··· DOCUMENT EXCERPT ···

Talking Heads: Chris Hite, President, Sugar Creek Capital

11 min read

The State Historic Credit Maze  

State Historic Rehabilitation Tax Credits provide a valuable source of funding for developers who specialize in revitalizing older buildings. However, they also pose challenges for the uninitiated.

Unlike the Federal Historic Rehabilitation Tax Credit, there is no national template that states follow. There are currently 34 State Historic Tax Credits that differ by size and the rules that must be followed to claim them. Then there are the state legislatures that continually tweak, or worse, threaten to repeal their Historic Tax Credit programs. All of these issues and uncertainties add hurdles to finding investors who are willing to claim the tax credits and provide much-needed equity.

That’s why developers and syndicators often contact Chris Hite when they need help. Hite serves as president at Sugar Creek Capital, based in St. Louis, MO, which specializes in placing state credits with investors, both Low Income Housing Tax Credits and Historic Rehabilitation Tax Credits.

TCA sat down with Hite to discuss which State Historic Tax Credits are the most desirable.

Tax Credit Advisor: Why are State Historic Rehabilitation Tax Credits so important? 

Chris Hite: Historic rehabs, by their nature, are expensive and time consuming and developers need all of the equity they can get. Especially given some of the restrictions on development in urban areas that add to the costs, it helps that the local jurisdictions, being the states, help supply a source of equity. A lot of times, you are getting similar amounts of equity that you would get from the Federal Historic Rehabilitation Tax Credit, so you are doubling up the equity on your deal. Construction costs seem like they are going up all over the country, and in some places spiking nearly beyond what the market could provide, so if you don’t have state tax credits you won’t be able to get your deals done.

TCA: Of the 34 states currently administering Historic Rehabilitation Tax Credits, which are the most useful and why?

CH: The one-year certificate with no recapture is probably the most marketable credit, while other states provide a bigger tax credit compared to what the Federal Historic Rehabilitation Tax Credit offers, which creates more equity. The Federal Credit gives you 20 percent of basis, but some states give you 25 percent to 30 percent.

TCA: Which states offer these features?

··· PROVIDED DATA ···

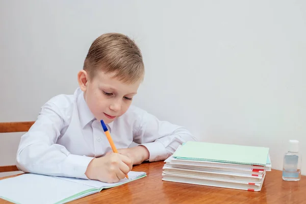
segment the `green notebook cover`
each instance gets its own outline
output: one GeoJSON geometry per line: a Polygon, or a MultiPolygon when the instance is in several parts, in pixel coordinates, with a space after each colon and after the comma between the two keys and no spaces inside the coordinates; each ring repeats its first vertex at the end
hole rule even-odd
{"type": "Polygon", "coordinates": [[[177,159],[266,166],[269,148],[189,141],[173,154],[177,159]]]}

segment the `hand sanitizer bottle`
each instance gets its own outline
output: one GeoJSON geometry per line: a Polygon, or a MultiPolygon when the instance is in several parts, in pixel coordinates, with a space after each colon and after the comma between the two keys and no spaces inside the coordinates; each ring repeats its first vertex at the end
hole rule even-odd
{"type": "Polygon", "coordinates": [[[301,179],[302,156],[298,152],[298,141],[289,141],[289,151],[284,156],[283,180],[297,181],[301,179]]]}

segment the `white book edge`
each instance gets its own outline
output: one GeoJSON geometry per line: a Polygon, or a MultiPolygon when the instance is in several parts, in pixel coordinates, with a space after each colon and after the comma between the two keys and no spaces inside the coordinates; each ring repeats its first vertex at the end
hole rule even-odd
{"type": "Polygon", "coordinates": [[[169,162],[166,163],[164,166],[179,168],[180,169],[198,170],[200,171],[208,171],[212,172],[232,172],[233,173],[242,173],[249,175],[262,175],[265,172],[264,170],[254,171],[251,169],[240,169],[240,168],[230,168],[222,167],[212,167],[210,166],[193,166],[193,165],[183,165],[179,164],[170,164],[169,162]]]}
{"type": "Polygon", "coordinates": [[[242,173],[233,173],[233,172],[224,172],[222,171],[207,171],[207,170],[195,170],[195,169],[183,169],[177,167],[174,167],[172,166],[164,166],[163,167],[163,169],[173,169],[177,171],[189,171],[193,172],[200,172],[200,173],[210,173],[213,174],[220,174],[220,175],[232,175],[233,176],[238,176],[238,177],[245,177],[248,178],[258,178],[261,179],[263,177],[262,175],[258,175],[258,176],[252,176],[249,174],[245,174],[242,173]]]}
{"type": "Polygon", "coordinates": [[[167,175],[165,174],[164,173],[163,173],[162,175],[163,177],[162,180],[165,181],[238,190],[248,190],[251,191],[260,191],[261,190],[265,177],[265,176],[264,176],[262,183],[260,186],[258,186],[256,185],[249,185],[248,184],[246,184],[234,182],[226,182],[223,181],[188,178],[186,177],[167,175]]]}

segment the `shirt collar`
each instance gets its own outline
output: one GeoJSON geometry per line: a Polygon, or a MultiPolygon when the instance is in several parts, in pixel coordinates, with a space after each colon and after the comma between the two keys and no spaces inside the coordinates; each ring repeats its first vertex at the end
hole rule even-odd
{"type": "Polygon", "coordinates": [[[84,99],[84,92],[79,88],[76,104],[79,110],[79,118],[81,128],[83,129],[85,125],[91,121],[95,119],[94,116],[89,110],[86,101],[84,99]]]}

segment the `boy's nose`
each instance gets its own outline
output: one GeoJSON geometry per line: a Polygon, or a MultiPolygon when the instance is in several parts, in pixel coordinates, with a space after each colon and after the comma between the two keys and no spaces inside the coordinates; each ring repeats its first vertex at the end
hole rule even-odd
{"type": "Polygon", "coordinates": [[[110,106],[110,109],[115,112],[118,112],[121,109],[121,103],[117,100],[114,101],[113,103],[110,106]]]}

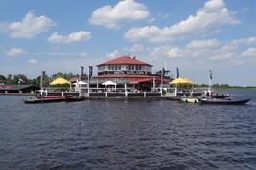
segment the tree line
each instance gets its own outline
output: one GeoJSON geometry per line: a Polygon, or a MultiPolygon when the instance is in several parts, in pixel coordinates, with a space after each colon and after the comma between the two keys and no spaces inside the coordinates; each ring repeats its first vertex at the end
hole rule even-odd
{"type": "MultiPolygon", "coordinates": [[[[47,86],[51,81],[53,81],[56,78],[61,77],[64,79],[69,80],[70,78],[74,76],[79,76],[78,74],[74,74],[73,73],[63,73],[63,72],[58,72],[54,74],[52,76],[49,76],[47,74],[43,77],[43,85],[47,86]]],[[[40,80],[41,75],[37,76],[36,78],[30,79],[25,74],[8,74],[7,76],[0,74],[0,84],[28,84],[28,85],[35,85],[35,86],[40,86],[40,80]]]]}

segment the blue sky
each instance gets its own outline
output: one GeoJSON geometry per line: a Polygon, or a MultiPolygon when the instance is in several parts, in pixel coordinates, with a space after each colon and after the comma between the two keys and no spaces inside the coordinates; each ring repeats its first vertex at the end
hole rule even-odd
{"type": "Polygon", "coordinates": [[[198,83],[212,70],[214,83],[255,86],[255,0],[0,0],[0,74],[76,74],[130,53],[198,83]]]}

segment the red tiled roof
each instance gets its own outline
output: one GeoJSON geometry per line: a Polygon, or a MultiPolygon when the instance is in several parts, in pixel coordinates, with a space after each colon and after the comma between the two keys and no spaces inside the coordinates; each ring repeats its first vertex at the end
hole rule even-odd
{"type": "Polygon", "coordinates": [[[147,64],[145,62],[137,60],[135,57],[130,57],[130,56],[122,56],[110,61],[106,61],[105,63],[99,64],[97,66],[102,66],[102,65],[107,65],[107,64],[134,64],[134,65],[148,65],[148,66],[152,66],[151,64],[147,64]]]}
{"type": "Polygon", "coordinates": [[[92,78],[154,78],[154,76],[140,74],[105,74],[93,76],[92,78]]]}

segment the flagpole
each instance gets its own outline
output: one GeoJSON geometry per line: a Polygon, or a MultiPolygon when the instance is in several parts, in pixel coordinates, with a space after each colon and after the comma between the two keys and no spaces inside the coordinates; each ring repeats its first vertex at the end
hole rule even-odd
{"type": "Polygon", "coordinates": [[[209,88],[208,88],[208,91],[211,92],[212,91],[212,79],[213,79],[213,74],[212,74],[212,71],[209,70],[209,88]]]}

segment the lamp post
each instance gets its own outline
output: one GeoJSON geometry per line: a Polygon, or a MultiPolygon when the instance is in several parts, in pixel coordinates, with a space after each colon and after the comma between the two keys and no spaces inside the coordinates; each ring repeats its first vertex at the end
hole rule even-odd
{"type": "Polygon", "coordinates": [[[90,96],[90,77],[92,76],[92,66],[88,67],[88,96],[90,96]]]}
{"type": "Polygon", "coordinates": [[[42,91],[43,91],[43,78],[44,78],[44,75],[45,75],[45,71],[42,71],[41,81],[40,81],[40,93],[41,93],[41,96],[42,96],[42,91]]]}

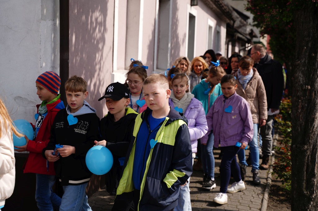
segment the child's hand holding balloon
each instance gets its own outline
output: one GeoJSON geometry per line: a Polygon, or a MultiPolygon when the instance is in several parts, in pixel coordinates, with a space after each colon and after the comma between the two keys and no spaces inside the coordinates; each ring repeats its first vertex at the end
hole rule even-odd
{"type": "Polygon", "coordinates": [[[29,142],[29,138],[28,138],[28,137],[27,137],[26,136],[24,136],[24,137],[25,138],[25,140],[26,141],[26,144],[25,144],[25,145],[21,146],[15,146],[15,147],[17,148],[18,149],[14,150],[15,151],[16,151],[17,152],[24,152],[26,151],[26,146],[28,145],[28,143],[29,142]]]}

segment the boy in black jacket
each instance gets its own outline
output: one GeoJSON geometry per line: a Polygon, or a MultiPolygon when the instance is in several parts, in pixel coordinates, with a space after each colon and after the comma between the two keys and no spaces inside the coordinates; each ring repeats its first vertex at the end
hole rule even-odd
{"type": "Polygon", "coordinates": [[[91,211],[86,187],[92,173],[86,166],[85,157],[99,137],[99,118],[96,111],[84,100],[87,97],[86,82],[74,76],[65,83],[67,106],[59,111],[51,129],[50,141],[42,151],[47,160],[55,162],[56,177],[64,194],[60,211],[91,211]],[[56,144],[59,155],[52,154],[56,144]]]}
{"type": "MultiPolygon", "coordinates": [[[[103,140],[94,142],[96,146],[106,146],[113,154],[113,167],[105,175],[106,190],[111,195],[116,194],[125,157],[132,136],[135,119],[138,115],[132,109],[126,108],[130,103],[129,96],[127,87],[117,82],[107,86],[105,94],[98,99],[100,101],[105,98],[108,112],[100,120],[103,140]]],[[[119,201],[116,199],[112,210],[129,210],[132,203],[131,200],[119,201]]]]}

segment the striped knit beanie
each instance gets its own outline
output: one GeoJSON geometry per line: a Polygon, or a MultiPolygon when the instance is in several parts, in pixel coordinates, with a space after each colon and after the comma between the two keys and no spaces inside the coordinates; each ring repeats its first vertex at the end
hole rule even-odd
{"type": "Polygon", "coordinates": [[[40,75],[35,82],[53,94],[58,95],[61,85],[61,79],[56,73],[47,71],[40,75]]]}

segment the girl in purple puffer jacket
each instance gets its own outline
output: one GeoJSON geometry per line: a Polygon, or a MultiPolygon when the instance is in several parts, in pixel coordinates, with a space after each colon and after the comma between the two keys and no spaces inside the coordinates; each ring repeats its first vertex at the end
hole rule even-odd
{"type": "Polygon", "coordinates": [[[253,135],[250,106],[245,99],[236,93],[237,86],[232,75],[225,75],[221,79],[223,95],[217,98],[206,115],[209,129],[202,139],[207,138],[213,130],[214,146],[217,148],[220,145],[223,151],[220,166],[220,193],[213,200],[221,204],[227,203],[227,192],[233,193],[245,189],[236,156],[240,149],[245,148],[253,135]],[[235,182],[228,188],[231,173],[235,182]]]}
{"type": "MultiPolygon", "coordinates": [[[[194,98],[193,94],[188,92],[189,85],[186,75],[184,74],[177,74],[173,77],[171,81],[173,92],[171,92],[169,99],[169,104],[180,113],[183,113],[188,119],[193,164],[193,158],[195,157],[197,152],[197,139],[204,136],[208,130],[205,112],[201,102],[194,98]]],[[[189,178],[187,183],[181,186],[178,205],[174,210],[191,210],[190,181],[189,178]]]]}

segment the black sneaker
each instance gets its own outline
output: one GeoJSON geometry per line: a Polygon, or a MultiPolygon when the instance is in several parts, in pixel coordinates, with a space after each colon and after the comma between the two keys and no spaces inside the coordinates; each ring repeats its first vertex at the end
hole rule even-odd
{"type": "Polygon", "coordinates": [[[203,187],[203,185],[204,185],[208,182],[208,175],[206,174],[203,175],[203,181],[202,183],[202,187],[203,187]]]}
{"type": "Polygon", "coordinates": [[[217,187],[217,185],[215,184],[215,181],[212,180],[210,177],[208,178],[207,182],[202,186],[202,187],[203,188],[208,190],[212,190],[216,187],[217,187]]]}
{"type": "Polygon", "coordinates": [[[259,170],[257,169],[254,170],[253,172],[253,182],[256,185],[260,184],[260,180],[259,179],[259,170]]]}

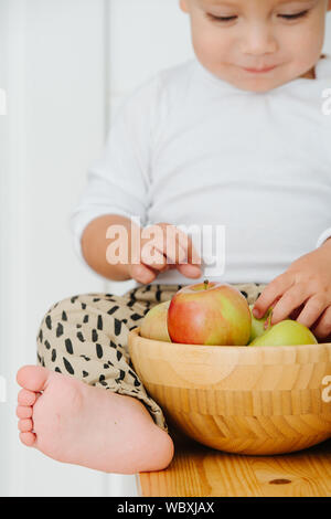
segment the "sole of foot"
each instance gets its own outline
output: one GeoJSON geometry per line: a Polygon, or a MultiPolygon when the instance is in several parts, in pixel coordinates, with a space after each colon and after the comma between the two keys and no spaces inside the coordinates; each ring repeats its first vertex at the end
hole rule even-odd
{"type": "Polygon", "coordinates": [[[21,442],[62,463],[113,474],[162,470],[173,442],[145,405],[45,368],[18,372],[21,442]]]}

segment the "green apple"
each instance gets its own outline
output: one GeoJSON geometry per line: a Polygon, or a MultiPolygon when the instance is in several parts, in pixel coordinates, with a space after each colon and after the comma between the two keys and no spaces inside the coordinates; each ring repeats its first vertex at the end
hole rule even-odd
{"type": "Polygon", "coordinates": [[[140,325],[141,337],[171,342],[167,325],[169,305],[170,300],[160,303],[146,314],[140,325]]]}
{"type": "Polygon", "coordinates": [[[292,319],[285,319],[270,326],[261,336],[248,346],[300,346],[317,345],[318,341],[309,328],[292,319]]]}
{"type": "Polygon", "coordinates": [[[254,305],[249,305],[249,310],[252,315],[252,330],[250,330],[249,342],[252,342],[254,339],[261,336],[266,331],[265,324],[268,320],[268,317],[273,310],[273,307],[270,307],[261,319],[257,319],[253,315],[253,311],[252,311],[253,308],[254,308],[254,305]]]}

···

WRITTEN PROBLEM A =
Do these statements agree with the Chris Hite interview? (i) There are currently 34 State Historic Tax Credits. (ii) Sugar Creek Capital is based in Kansas City. (iii) The Federal Credit gives 25 percent of basis. Answer yes or no for each and quote the deciding words.
WRITTEN PROBLEM B =
Which lines of the records contain the word "green"? Return each one in full, counting a match only when the case is the same.

FINAL RESULT A =
(i) Yes: "There are currently 34 State Historic Tax Credits that differ by size and the rules that must be followed to claim them."
(ii) No: "based in St. Louis, MO"
(iii) No: "The Federal Credit gives you 20 percent of basis"

FINAL RESULT B =
segment the `green notebook cover`
segment the "green apple"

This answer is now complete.